- _Stated goal_: Gather every line below that contains the string "clipboard", treating uppercase and lowercase letters as different.

· · ·

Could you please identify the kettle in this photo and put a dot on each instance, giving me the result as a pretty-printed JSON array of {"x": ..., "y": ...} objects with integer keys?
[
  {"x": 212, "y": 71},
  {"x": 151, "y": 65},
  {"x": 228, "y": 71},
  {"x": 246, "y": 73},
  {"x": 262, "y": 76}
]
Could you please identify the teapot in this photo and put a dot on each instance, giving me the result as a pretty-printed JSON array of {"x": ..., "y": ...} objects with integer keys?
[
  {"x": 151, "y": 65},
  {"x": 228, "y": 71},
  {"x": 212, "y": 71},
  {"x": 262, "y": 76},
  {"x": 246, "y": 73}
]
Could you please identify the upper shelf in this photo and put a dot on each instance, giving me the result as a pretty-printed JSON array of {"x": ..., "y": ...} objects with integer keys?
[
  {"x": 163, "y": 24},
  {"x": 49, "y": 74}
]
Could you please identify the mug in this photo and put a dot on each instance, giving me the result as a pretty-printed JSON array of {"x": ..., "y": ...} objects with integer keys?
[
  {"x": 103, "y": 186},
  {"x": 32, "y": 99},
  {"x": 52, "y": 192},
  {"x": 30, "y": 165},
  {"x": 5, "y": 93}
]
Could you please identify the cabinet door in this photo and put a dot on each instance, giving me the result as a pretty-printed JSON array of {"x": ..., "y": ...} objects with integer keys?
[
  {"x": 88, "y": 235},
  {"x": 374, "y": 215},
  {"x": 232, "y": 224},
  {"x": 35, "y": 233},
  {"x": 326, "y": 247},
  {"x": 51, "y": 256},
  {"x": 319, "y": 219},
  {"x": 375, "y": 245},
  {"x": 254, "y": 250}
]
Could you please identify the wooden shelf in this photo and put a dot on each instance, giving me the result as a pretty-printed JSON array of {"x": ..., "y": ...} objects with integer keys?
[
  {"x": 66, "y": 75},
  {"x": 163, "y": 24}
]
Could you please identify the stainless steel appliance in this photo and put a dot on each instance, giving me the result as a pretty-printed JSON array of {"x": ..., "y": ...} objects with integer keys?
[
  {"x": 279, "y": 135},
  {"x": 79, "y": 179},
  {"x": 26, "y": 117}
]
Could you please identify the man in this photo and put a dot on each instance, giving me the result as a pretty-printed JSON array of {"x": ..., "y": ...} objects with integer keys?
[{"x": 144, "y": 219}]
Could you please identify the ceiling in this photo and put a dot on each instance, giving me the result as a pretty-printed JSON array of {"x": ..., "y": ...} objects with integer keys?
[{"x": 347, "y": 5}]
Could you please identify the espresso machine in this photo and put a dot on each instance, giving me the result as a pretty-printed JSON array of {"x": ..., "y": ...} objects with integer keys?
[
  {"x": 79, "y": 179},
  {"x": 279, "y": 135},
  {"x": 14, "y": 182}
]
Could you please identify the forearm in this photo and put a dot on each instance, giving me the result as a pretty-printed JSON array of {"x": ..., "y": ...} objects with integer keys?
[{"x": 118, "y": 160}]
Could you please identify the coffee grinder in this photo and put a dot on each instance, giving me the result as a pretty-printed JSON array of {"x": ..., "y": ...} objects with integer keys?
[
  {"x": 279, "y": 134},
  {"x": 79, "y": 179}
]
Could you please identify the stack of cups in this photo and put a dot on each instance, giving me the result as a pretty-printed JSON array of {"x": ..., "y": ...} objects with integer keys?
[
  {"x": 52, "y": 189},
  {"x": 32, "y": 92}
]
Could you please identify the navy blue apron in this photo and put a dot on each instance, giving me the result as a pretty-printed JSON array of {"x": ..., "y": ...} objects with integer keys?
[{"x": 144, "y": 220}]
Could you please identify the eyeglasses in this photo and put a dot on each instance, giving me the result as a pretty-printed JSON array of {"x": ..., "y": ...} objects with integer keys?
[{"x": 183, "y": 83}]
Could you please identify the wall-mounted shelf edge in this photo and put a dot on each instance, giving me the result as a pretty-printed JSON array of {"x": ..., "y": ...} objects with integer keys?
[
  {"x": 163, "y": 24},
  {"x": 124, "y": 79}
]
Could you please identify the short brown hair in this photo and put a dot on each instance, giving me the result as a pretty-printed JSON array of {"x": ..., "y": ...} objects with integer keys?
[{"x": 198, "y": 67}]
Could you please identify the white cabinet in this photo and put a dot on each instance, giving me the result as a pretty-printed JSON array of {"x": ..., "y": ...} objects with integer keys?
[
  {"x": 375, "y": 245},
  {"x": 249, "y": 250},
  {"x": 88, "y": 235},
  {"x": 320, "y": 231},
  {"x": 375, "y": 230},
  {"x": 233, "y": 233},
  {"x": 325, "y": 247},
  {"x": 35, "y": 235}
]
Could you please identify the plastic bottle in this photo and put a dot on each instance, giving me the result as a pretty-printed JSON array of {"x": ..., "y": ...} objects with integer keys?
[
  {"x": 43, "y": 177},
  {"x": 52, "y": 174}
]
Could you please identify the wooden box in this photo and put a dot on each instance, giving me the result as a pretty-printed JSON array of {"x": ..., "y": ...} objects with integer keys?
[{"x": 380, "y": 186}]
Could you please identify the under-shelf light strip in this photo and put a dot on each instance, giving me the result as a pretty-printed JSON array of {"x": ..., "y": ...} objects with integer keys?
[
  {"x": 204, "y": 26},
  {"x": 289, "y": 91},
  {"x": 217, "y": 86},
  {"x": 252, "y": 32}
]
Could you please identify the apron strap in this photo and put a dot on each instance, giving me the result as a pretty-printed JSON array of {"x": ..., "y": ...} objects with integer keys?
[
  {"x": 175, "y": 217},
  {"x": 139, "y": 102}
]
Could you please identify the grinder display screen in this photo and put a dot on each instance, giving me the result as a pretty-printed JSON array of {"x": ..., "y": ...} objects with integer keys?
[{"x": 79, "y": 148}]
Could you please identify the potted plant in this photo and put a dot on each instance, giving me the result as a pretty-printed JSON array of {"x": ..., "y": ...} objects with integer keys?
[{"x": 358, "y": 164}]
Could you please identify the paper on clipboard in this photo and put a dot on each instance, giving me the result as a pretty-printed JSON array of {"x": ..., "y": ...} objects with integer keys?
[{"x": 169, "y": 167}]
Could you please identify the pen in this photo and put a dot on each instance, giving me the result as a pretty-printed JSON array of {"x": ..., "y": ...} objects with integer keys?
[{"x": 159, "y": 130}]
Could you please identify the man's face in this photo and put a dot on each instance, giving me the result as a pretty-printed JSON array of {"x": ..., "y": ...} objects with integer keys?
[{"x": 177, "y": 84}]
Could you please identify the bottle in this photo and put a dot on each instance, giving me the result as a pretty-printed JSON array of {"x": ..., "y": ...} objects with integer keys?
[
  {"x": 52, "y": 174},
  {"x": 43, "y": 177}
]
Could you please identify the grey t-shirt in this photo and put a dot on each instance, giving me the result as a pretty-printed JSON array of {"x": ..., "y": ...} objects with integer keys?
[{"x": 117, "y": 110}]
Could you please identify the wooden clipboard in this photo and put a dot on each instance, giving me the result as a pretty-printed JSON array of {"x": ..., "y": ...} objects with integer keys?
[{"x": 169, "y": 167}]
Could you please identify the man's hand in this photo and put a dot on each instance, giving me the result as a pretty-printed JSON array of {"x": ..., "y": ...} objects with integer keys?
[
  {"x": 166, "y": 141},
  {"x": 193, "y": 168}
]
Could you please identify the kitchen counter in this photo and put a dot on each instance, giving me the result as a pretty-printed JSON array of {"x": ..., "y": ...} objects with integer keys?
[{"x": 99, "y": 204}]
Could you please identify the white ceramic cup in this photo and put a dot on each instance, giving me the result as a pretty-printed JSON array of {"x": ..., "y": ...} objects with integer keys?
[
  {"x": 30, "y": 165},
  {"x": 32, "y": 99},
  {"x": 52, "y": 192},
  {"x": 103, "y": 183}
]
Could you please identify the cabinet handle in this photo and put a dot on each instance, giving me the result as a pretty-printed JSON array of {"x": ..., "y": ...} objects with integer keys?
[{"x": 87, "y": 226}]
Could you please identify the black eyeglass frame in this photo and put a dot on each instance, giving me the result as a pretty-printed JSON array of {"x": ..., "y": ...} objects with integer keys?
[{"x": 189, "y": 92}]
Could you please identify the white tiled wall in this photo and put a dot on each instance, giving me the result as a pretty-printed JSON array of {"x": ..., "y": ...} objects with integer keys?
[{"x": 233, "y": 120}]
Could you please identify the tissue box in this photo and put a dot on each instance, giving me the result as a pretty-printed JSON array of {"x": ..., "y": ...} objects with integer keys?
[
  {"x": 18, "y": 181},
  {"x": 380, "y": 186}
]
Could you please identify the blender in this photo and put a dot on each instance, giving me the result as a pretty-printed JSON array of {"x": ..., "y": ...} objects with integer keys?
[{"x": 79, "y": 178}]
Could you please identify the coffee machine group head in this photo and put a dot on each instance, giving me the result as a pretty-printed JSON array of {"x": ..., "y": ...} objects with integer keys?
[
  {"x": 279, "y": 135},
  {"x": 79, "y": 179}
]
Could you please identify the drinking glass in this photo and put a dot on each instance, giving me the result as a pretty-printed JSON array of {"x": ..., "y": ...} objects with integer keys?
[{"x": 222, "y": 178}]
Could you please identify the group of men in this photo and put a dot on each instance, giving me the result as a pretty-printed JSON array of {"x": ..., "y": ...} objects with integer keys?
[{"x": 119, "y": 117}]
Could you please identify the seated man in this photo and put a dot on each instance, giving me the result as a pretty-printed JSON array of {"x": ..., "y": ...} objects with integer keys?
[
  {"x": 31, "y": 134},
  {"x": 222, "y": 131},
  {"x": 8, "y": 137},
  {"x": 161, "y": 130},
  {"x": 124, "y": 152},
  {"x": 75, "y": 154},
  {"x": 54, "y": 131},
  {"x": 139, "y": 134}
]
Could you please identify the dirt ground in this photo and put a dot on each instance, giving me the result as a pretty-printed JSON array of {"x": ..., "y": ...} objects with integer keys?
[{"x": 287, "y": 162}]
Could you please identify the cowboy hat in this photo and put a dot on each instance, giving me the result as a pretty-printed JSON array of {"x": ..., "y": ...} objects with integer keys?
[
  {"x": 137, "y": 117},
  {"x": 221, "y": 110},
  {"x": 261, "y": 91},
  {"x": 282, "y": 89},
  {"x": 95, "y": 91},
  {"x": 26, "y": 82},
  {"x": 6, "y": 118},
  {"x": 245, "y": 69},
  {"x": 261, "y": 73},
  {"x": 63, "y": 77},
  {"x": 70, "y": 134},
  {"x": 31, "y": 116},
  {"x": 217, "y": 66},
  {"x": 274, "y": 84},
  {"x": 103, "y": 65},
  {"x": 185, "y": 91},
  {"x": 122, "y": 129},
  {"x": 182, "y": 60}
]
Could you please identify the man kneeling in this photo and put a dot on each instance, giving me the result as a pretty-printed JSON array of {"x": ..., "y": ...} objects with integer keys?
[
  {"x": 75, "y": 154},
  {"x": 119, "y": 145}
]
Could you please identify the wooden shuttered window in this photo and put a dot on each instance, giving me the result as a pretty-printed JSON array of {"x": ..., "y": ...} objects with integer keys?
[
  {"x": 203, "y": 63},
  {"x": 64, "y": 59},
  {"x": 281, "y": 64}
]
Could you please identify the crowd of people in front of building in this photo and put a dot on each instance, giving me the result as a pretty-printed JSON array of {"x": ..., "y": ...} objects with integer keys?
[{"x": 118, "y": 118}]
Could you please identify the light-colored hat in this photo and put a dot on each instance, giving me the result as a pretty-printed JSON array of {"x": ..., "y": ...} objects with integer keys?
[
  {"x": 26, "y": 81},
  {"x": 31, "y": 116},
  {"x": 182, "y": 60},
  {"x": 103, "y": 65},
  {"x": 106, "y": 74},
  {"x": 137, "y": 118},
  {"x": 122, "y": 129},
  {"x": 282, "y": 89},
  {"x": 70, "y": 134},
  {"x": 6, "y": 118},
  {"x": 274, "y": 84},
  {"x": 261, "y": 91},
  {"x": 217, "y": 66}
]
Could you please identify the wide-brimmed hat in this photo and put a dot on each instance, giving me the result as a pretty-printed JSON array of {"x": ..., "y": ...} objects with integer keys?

· · ·

- _Answer_:
Could you please identify the paper on clipboard in this photo and put a dot on each instance, giving me the result as a pretty-printed JSON array of {"x": ..., "y": ...} objects with integer keys?
Could you please identify the wooden clipboard in this photo and put a dot on each instance, giving me the result as a pretty-printed JSON array of {"x": ..., "y": ...} objects with integer keys?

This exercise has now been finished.